*** ENTRIES SUPPLIED ***

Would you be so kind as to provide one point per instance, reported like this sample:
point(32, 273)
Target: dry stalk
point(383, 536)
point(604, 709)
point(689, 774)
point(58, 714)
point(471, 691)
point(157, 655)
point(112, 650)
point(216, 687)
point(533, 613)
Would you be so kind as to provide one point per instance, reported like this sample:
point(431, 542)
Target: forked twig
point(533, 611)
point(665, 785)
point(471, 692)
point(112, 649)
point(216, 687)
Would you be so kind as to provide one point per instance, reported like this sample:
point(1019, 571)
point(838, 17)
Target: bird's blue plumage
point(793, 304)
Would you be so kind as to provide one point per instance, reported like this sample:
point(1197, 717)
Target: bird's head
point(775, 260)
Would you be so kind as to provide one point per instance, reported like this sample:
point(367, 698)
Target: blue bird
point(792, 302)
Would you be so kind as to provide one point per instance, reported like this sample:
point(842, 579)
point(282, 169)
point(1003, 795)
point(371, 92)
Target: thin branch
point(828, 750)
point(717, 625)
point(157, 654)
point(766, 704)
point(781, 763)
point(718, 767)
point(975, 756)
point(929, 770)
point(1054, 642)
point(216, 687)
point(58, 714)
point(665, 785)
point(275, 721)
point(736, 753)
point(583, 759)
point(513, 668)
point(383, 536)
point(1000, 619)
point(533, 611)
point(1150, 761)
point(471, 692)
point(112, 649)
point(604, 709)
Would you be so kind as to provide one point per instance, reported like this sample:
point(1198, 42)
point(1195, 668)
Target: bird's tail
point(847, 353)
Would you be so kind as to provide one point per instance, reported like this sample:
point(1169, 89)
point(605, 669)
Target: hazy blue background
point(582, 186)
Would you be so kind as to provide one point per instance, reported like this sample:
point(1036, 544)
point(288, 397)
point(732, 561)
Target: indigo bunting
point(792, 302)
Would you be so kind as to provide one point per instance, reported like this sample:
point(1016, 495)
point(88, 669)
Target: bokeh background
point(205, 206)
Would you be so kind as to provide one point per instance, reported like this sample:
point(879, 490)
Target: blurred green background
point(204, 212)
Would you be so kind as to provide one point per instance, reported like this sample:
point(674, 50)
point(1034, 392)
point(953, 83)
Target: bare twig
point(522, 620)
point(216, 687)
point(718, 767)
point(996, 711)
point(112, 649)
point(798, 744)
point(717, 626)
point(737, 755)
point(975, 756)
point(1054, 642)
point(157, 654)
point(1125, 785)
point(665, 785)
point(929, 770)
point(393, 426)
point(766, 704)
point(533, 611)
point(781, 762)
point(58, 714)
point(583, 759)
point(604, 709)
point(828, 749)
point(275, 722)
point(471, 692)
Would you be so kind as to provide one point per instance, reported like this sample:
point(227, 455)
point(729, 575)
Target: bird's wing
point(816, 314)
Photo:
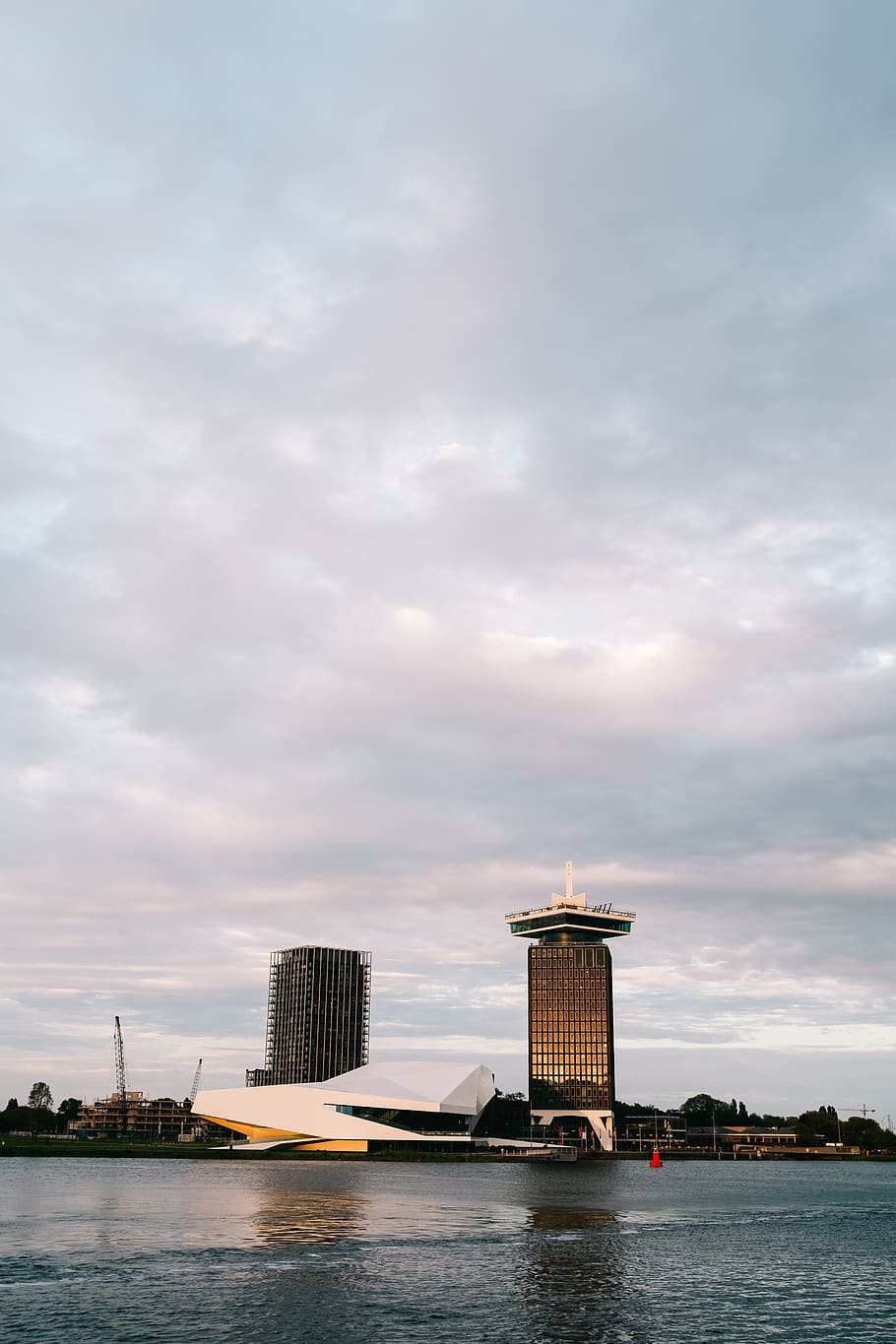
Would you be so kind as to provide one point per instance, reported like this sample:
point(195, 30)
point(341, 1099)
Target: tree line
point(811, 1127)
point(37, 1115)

***

## EXERCISE PROMPT
Repeat every item above word for word, line by line, leaving out the pictures.

## FINAL RESULT
Would you be so kind as to provide one point per instance, reported like this sample:
point(32, 273)
Target: dry stalk
point(383, 536)
point(604, 709)
point(689, 774)
point(58, 714)
point(471, 691)
point(157, 655)
point(112, 650)
point(216, 687)
point(533, 613)
Would you be so kind as to provide one point per instance, reported like this sample:
point(431, 542)
Target: forked twig
point(533, 611)
point(665, 785)
point(471, 692)
point(112, 649)
point(216, 687)
Would you be so kind as to provide one point per instance, reported like this sample:
point(1019, 571)
point(838, 17)
Target: bird's blue plumage
point(793, 304)
Would you be so kind as to provide one point per instance, reported like this sample:
point(1197, 717)
Target: bird's head
point(775, 260)
Would you be so kind as to provide one point per instance, reported like this sample:
point(367, 698)
Target: blue bird
point(792, 302)
Would you be so kind as to provide one point per instance, reported like this sample:
point(842, 579)
point(282, 169)
point(1003, 795)
point(371, 92)
Target: thin branch
point(828, 750)
point(717, 625)
point(157, 654)
point(766, 704)
point(781, 763)
point(718, 767)
point(975, 756)
point(929, 770)
point(1054, 642)
point(216, 687)
point(58, 714)
point(665, 785)
point(275, 721)
point(736, 753)
point(583, 759)
point(513, 668)
point(383, 536)
point(1000, 619)
point(533, 611)
point(1150, 761)
point(471, 692)
point(112, 649)
point(604, 709)
Would you be so kind as to provide one point per instance, reported like this sample:
point(1198, 42)
point(1195, 668)
Target: bird's tail
point(847, 353)
Would you be so kind as to provide one point per instance, reported like this sample:
point(1169, 89)
point(605, 669)
Target: hazy blue background
point(582, 186)
Would you be so kind as to provide one point per instance, reported like this sample:
point(1036, 544)
point(288, 397)
point(732, 561)
Target: indigo bunting
point(792, 302)
Would you be so kind as to provide one point per instance, reported like this sample:
point(1016, 495)
point(88, 669)
Target: bokeh background
point(205, 206)
Would you be so kind as to provide one point per instance, reported like this sample:
point(879, 490)
Target: blurred green background
point(204, 212)
Would you be so kind as to provide one point per instance, reported like this sample:
point(674, 50)
point(1034, 392)
point(953, 83)
Target: bare twig
point(522, 620)
point(216, 687)
point(718, 767)
point(996, 711)
point(112, 649)
point(798, 744)
point(717, 626)
point(737, 755)
point(975, 756)
point(1054, 642)
point(157, 654)
point(1125, 785)
point(665, 785)
point(929, 770)
point(393, 426)
point(766, 704)
point(533, 611)
point(781, 762)
point(58, 714)
point(583, 759)
point(604, 709)
point(828, 749)
point(275, 722)
point(471, 692)
Would you be so kind as to provide one point per instance, reported like this sample:
point(227, 455)
point(729, 575)
Target: bird's wing
point(816, 314)
Photo:
Would you be so kind as to provide one point per instance, reported like this sample:
point(195, 30)
point(341, 1099)
Target: tree line
point(811, 1127)
point(37, 1115)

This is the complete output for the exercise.